**Written task**
Please say who the Netflix dataset notes list as the author of the dataset.

**Source excerpt**
# **Clean Data Checking: Netflix Movies and TV Shows**

**Group Number:** 97  
**Members:**  
Roy Rui #300176548  
Jiayi Ma #300263220
 

# **Dataset I: Netflix Movies and TV Shows Dataset**  
**Author**: Shivam Bansal  
**Ref**: [Source](https://www.kaggle.com/datasets/shivamb/netflix-shows)  
**Shape**: **12 Columns, 8807 Rows**  

## **Description**  
The **Netflix Titles Dataset** contains metadata about TV shows and movies available on Netflix. The dataset provides detailed information such as **title, director, cast, country of production, release year, rating, and duration**. It is widely used for exploratory data analysis (EDA), data cleaning, and recommendation system development.

**Excerpted records**
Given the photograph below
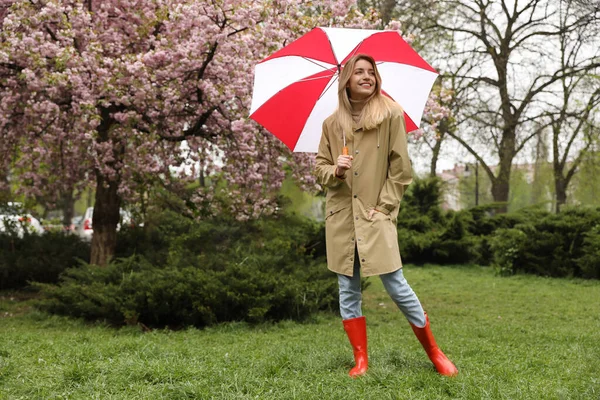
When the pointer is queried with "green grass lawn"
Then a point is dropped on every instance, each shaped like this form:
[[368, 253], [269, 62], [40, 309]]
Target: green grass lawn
[[521, 337]]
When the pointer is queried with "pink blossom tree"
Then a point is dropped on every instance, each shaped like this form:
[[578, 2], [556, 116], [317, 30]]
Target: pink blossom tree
[[103, 93]]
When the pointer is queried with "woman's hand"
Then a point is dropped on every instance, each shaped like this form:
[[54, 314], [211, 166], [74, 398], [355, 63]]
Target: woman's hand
[[344, 163], [372, 213]]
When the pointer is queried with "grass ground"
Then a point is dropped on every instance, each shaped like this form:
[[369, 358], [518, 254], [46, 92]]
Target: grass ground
[[521, 337]]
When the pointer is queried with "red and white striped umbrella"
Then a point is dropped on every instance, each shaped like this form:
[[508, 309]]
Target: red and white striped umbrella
[[295, 89]]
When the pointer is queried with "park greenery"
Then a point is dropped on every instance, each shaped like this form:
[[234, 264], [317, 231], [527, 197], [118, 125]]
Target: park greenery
[[520, 337]]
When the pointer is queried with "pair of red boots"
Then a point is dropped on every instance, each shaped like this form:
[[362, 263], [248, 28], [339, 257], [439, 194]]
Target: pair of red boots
[[356, 328]]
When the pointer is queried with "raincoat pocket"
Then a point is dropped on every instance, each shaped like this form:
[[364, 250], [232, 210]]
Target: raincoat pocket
[[331, 211]]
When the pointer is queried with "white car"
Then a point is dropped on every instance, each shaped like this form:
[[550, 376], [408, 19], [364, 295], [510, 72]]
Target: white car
[[20, 224], [84, 228]]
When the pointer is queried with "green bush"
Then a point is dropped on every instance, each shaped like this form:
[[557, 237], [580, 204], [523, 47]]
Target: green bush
[[589, 262], [39, 258], [215, 271], [507, 246], [557, 245], [445, 242]]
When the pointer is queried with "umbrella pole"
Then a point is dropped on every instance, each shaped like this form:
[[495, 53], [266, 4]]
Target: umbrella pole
[[345, 148]]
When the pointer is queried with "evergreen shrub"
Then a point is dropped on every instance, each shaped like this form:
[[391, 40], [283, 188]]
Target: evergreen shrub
[[557, 245], [214, 271], [39, 258]]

**The completed task**
Shivam Bansal